- Text zur Analyse:
....
Ich habe übrigens vor einigen Jahren mal vergeblich versucht, ein Telefonat mit ihr in eine Richtung zu lenken, die beiden Lebensweisen ihre Berechtigung geben sollte. Habe damals gesagt, dass es auch in meiner Behörde solche Vorruhestandsregelungen gebe, die von vielen Beschäftigten auch in Anspruch genommen würden. Allerdings gebe es auch den umgekehrten Fall, dass Beschäftigte über ihre reguläre Ruhestandsgrenze hinaus Dienst tun würden. Dabei schilderte ich den Fall einer Vorzimmerdame, die noch bis 66 oder 67 gearbeitet hatte (allerdings dann auf Teilzeitbasis); sie wollte lieber einen gleitenden Übergang in den Ruhestand. (Finanziell darauf angewiesen war sie nicht, nach allem , was ich gehört habe. Sie und ihr Mann hatten eine schöne ETW, der Mann bekam auch eine gute Rente).
Anstatt dies einfach als eine von mehreren Möglichkeiten zu akzeptieren und sich über die Vielfalt der Gestaltungsmöglichkeiten zu freuen, kam von meiner Cousine aber gleich eine Bemerkung, die ich als abwertend empfunden habe: Dann hätte "diese Frau" bestimmt nichts anderes, womit sie sich im Ruhestand sinnvoll beschäftigen könne, kein eigenes Haus, keinen großen Garten, keine Enkelkinder (im Gegensatz zu ihr natürlich). Dabei handelte es sich um eine sympathische, in unserem Hause sehr geschätzte Vorzimmerdame.
In Wirklichkeit wollte meine Cousine nach meinem Empfinden wahrscheinlich nur MIR "einen mitgeben", weil auch ich ja weder Haus noch Garten oder eigene Familie habe.
Genauso wird auch immer betont, wie schön ihre Weihnachtsfeste zu Hause mit den Enkelkindern doch seien. Wenn man Familie habe, sei Weihnachten zu Hause am schönsten. Dass es auch Leute gibt, die dann vielleicht lieber in ein schönes Hotel fahren (wie es mein früherer Abteilungsleiter mitsamt seiner Tochter einige Jahre lang nach dem frühen Tod seiner Frau getan hat), ließ sie nicht gelten. Und dass ich selbst nicht in einer Familie Weihnachten feiern kann, weiß sie ja auch; also wollte sie nur sticheln.
....
- Gegebene Einträge:

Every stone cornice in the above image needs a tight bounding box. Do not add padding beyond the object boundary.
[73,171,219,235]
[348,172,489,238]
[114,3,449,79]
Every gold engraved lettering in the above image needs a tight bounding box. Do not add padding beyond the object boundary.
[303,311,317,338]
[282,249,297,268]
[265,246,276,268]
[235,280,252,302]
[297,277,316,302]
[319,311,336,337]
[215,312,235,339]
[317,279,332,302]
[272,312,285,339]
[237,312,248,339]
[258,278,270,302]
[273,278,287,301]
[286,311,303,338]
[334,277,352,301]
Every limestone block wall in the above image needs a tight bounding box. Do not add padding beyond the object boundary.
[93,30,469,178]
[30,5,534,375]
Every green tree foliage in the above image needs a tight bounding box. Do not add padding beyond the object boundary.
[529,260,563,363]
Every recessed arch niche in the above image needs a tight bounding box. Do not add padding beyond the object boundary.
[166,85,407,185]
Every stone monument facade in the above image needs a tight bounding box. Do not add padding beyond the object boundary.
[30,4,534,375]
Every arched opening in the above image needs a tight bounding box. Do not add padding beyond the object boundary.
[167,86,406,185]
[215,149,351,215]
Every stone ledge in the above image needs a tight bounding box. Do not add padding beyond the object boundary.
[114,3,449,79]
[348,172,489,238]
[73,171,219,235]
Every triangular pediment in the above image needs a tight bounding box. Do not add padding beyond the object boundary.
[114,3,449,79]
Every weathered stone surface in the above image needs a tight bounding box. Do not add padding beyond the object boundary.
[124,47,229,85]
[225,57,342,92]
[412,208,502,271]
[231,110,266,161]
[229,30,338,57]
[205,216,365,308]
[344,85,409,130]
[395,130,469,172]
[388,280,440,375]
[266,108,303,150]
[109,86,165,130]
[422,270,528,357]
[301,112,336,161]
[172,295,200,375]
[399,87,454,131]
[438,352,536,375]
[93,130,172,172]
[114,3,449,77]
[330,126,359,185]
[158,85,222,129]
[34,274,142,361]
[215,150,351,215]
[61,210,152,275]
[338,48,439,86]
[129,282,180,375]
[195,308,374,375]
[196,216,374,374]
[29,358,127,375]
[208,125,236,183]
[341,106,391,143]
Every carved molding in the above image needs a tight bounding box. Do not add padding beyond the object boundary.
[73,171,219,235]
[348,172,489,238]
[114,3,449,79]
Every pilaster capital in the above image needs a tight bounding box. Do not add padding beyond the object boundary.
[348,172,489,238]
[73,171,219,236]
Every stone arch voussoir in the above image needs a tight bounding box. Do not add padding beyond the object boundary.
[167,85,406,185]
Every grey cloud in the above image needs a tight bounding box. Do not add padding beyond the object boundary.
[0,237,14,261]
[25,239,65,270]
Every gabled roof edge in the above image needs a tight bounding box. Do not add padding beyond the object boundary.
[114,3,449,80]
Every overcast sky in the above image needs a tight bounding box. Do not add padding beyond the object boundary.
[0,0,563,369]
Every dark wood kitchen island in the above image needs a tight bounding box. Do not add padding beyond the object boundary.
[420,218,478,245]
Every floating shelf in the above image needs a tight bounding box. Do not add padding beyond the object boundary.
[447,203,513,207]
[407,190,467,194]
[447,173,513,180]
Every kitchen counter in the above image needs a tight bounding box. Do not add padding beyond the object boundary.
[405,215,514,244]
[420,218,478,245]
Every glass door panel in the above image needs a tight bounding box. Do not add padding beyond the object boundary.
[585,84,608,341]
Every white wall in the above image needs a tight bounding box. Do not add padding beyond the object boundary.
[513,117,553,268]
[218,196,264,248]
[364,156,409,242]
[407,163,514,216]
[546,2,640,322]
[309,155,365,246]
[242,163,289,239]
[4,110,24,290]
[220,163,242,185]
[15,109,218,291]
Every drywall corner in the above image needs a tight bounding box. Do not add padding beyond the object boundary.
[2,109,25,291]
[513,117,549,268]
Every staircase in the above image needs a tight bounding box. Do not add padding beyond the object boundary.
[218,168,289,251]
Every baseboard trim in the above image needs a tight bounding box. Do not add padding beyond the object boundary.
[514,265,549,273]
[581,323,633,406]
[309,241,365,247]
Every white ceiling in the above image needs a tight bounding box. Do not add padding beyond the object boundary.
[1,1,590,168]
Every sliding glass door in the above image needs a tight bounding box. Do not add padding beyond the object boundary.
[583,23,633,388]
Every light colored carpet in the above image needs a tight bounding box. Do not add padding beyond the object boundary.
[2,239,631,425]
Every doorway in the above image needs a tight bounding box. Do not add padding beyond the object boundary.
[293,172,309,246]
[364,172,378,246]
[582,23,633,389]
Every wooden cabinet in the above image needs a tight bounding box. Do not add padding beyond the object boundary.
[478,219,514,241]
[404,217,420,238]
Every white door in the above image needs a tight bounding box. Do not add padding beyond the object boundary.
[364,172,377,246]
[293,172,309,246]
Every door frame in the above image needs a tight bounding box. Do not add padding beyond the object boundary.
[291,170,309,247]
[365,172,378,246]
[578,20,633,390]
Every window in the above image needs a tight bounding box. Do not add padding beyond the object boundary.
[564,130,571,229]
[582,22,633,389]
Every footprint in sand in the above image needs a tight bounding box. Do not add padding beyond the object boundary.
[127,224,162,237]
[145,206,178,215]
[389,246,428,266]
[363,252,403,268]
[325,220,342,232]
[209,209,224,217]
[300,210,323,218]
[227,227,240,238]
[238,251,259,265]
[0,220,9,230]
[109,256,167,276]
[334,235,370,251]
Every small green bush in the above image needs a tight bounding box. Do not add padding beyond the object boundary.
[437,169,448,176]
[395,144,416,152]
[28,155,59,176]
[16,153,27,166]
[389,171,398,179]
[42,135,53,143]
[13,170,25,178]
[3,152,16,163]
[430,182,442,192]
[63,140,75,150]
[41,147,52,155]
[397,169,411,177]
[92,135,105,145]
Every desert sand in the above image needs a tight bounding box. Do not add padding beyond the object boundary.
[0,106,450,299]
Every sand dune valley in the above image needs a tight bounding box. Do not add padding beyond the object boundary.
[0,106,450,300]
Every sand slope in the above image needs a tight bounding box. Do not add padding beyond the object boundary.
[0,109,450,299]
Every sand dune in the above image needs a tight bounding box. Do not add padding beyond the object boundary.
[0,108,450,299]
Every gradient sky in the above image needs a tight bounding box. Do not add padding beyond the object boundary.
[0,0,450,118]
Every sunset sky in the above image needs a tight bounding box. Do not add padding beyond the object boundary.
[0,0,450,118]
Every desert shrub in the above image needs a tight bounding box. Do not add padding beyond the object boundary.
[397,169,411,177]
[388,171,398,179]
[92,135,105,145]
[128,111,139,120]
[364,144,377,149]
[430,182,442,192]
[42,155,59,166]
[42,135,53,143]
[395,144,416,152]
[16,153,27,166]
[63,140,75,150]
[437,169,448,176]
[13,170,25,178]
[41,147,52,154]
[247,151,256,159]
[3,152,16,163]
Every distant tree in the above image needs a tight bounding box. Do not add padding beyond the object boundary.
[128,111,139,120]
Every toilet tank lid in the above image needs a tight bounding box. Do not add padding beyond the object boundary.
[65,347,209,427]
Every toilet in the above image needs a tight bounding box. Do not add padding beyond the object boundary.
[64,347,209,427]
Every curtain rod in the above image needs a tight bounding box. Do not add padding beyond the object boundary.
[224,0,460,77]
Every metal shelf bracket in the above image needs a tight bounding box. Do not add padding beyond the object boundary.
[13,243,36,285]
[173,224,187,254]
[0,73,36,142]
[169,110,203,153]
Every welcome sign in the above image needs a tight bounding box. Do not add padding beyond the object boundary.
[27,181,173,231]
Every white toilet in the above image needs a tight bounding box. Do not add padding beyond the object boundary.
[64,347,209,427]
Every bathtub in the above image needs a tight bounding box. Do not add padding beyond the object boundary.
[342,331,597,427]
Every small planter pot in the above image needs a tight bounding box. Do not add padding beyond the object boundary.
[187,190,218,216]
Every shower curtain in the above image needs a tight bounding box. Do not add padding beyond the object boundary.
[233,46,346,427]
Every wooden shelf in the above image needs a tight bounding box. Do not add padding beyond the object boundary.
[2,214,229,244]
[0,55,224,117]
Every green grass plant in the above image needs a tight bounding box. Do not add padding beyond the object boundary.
....
- Arbeitsauftrag: Bis zu welchem Alter arbeitete die im Text zur Analyse erwähnte Vorzimmerdame?

- Lösung: Sie arbeitete bis 66 oder 67, zuletzt auf Teilzeitbasis.